DATA EXTRACTS below:

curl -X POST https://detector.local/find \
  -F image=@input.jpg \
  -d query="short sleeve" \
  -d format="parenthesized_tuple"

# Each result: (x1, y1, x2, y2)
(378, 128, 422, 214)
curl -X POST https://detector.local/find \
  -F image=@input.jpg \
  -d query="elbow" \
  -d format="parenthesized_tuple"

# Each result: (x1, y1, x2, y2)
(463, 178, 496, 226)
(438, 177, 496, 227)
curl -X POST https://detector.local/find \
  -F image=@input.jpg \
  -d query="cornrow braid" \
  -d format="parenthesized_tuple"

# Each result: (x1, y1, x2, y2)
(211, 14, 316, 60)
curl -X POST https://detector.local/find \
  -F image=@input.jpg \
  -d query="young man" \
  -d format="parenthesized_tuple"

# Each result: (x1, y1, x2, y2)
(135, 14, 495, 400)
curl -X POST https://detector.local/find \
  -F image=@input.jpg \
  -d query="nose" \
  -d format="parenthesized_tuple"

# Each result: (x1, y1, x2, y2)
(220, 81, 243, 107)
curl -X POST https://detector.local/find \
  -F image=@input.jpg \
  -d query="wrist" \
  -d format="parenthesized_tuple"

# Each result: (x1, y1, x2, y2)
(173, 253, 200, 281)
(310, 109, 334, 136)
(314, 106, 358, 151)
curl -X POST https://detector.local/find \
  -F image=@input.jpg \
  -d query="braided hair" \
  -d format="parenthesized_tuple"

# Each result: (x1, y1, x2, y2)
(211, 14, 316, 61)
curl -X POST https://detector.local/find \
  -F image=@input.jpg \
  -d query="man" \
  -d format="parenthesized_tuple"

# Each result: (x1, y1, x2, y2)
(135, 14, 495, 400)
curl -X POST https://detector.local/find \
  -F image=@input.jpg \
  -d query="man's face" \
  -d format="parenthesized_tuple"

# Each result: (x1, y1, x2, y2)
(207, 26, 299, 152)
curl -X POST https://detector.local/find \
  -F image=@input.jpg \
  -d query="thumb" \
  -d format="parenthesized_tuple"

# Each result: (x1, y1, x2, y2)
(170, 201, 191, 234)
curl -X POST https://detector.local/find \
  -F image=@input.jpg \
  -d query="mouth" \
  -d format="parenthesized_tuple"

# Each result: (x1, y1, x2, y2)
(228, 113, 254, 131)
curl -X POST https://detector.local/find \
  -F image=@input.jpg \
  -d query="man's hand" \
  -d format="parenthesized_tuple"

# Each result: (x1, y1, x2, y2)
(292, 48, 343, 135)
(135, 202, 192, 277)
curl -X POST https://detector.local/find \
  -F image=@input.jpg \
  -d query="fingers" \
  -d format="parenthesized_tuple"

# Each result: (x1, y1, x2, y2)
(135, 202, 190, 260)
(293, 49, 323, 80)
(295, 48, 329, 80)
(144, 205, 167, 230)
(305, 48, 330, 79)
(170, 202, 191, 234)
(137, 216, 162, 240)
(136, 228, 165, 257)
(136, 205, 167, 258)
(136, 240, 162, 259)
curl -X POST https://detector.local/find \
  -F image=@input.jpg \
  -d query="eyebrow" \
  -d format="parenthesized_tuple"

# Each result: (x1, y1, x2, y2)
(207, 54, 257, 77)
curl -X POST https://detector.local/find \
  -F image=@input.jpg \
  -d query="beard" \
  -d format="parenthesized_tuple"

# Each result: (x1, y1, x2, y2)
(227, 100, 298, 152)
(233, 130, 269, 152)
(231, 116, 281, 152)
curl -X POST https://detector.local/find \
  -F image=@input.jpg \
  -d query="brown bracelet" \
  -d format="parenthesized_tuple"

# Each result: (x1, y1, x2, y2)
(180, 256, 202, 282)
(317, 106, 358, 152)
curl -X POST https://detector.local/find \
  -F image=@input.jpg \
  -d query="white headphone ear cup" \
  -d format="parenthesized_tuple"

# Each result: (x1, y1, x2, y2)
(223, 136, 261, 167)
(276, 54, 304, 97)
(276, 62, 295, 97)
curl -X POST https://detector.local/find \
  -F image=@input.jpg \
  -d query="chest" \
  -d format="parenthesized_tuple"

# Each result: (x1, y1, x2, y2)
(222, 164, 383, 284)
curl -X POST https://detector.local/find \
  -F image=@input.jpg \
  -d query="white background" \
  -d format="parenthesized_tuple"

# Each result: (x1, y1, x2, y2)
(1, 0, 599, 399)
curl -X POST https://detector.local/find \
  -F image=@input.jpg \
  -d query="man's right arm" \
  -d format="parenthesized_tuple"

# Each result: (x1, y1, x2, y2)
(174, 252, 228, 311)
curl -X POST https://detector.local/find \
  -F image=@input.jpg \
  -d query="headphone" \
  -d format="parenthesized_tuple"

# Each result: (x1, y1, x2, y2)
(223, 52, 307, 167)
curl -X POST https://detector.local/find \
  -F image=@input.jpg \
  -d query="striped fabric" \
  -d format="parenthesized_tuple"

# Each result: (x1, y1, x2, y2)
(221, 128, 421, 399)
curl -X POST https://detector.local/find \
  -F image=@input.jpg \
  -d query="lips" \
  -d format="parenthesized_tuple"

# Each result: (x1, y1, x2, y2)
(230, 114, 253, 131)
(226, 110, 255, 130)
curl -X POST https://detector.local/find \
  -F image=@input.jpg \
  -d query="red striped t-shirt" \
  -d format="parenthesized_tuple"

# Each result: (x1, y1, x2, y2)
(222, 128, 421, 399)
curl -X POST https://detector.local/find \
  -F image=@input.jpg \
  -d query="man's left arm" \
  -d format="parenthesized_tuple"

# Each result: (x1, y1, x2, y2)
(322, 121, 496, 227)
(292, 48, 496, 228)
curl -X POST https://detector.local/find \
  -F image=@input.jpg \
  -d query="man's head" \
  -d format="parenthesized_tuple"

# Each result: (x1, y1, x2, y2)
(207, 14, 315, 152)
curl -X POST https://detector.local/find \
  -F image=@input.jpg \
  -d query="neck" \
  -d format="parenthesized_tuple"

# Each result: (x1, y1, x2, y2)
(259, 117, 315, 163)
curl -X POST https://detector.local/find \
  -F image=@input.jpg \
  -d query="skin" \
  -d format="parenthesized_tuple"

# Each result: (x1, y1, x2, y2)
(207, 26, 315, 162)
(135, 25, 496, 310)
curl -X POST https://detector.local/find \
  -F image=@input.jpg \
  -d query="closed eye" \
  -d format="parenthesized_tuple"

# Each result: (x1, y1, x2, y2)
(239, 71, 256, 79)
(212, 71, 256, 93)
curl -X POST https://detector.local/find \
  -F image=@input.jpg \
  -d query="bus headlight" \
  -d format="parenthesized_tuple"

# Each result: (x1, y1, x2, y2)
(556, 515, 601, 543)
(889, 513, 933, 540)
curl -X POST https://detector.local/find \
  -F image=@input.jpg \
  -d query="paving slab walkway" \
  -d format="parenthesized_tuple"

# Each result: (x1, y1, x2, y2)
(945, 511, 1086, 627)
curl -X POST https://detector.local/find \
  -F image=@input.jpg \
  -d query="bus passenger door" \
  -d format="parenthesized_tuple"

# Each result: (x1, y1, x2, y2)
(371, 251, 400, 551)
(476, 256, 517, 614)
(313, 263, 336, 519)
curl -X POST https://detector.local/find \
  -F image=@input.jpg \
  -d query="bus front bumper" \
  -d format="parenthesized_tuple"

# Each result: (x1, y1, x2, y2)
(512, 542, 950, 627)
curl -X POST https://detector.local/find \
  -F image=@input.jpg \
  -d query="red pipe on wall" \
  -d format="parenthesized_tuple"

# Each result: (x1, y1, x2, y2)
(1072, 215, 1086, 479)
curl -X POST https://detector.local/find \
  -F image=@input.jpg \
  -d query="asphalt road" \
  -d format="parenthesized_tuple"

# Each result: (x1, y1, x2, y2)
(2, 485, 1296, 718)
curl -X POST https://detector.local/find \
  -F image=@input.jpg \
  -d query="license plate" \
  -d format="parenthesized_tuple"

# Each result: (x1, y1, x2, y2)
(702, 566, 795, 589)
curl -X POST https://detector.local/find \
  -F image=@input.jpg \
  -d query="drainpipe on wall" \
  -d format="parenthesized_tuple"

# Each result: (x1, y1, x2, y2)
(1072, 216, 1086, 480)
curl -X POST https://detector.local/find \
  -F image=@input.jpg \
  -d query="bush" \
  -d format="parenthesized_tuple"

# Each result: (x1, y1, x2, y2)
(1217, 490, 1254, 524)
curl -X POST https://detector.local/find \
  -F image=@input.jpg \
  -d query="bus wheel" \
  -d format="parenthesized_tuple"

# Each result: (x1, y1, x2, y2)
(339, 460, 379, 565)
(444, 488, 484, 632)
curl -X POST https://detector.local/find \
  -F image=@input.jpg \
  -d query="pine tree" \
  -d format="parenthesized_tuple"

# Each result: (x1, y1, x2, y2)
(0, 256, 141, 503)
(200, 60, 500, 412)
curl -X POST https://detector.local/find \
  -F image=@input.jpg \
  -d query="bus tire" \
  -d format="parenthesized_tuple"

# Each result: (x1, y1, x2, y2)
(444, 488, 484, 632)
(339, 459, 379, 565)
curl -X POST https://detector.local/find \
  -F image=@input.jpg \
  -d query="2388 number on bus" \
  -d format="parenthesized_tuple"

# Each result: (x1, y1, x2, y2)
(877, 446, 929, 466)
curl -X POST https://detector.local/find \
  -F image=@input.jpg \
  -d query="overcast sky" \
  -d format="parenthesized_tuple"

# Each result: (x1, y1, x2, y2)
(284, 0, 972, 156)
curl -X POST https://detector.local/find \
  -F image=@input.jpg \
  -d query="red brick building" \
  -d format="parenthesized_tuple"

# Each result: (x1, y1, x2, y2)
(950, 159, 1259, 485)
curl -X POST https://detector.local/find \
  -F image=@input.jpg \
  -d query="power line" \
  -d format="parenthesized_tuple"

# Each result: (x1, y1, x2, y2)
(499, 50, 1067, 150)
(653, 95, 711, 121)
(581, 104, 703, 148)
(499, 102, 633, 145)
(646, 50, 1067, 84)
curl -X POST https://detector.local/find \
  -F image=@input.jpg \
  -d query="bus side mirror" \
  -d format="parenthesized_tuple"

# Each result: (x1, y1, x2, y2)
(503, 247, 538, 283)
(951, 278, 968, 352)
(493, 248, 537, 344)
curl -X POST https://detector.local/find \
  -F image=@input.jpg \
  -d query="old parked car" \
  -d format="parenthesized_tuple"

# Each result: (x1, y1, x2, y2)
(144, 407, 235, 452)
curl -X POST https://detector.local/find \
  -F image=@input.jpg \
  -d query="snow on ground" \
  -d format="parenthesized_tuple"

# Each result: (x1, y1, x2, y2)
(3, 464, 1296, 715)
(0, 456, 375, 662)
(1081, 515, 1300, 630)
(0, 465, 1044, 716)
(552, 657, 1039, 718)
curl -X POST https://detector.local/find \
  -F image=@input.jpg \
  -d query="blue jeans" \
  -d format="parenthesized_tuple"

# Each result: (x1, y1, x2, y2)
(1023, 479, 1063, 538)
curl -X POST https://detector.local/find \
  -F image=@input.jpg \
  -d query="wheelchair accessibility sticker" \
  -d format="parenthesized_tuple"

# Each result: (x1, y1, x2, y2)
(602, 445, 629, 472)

End of DATA EXTRACTS.

**THE PROBLEM**
What lines above contain the word "wall"? Return each such line.

**WORKED SOLUTION**
  -d query="red pipe on wall" \
  -d query="drainpipe on wall" \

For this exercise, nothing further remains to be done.